La tv del Pratello-Bologna, primi anni '90
Con l'espressione “tv di strada” ci si riferisce ad un complesso di esperienze, sviluppatesi in Italia (ma vi sono analogie con casi esteri, specialmente europei) talvolta accompagnate da intense
riflessioni teoriche e ideologiche che, riprendendo alcune delle idee e delle tensioni alla base dello sviluppo del fenomeno delle radio libere, hanno intrapreso la sperimentazione di nuove forme
di “comunicazione reale” attivando micro-televisioni in svariate località del territorio italiano, sfruttando vuoti legislativi e differenti interpretazioni della materia giuridica relativa. Si
tratta certamente di esperienze di "nicchia" ma che sul piano simbolico e concettuale diventano strumento utile per leggere le più ampie dinamiche della storia e della società contemporanea.
Le micro-tv italiane si propongono sovente come provocazioni a quella che è la struttura dominante del monopolio radio-televisivo, struttura che in gran parte ha assorbito e irrimediabilmente stravolto gli slanci di democrazia provenienti dall'esplosione delle radio libere negli anni ’70 e che ha reso, nel breve volgere di pochi anni, la liberalizzazione dell'etere uno strumento al servizio quasi esclusivo di interessi commerciali e monopolistici. Una prima interessante esperienza, che ha inteso, pur nella sua estrema limitatezza, suscitare un certo dibattito, è stata l'esperienza della tv del Pratello, sviluppatasi a Bologna nel 1992 i cui promotori, in un articolo uscito sulla rivista underground «Decoder» [12] tre anni dopo, sintetizzarono ed espressero in maniera quasi programmatica un progetto di lotta «per la ridiscussione della completa privatizzazione dell'etere pubblico». Così raccontarono nell'articolo:
Si è trattato in sostanza dell'attivazione di una micro-televisione (Prate-Tv) di quartiere allestita e gestita per circa una settimana in occasione della festa del quartiere. Si è potuta allora, pur con tutti i limiti, verificare se non altro la possibilità concreta di un'iniziativa di questo genere. [...] La fascinazione subita in quell'occasione ha fatto sì che nel territorio bolognese si continuasse in seguito a ragionare sulla possibilità di tentare l'apertura di una emittente stabile [13].
Le conclusioni furono così espresse:
Su questa base riteniamo che le reti (di collaboratori alle esperienze di micro-tv; nota del curatore dell'articolo) possano scambiare abbondante materiale: da produzioni, a idee di produzione, a semplici elementi di riflessione: le reti si potranno mettere in rete. Speriamo inoltre che il fiorire di molte esperienze porti alla ribalta la necessità di una ridefinizione del quadro legislativo, che da una singola vertenza si possa passare ad un coordinamento di lotta per la riforma che permetta una ridiscussione dello stato di completa privatizzazione dell'etere pubblico. Nessuno di noi ha risposte e modelli pronti all'uso. La circolazione delle idee è ora necessaria [14].

=======

▸ **Cosa fare**
• A. Aggiorna la fonte tra "La tv del Pratello-Bologna, primi" e "della società contemporanea." inclusi, mettendo "lacune normative" al posto di "vuoti legislativi".
• B. Rispondi a queste domande basandoti sulla fonte:
(i) In quale città e in quale anno si sviluppò la tv del Pratello?
(ii) Su quale rivista uscì l'articolo dei promotori?
(iii) Per quanto tempo fu gestita Prate-Tv?

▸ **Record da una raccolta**
=======

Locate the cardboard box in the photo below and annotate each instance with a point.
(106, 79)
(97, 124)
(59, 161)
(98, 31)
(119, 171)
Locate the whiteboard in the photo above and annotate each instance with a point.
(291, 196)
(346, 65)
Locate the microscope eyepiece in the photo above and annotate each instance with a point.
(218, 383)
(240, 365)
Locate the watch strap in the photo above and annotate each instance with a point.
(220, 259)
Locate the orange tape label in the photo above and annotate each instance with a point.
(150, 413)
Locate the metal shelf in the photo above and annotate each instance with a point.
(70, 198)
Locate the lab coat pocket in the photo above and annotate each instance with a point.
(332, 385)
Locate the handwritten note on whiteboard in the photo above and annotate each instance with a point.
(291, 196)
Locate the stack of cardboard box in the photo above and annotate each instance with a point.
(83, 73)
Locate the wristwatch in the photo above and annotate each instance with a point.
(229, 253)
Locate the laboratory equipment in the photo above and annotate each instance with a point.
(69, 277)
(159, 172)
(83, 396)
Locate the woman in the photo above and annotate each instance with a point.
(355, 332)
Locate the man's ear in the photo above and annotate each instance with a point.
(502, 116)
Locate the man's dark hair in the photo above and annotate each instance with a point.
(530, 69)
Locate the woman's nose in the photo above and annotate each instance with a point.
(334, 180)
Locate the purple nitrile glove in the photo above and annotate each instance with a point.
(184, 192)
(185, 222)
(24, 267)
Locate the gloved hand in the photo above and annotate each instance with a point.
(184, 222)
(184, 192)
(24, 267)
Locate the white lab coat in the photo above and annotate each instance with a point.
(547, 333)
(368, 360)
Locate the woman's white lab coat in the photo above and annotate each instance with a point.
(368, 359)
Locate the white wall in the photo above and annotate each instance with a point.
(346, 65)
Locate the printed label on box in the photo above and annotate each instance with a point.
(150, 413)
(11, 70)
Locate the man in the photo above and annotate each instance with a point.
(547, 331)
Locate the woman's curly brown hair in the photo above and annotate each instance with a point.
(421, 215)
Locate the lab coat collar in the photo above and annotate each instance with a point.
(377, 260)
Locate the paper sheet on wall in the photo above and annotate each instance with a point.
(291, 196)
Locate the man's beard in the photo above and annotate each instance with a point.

=======

▸ **Risposte per compito**
• A.
La tv del Pratello-Bologna, primi anni '90
Con l'espressione “tv di strada” ci si riferisce ad un complesso di esperienze, sviluppatesi in Italia (ma vi sono analogie con casi esteri, specialmente europei) talvolta accompagnate da intense
riflessioni teoriche e ideologiche che, riprendendo alcune delle idee e delle tensioni alla base dello sviluppo del fenomeno delle radio libere, hanno intrapreso la sperimentazione di nuove forme
di “comunicazione reale” attivando micro-televisioni in svariate località del territorio italiano, sfruttando lacune normative e differenti interpretazioni della materia giuridica relativa. Si
tratta certamente di esperienze di "nicchia" ma che sul piano simbolico e concettuale diventano strumento utile per leggere le più ampie dinamiche della storia e della società contemporanea.

• B.
(i) A Bologna, nel 1992.
(ii) Sulla rivista underground «Decoder».
(iii) Per circa una settimana, in occasione della festa del quartiere.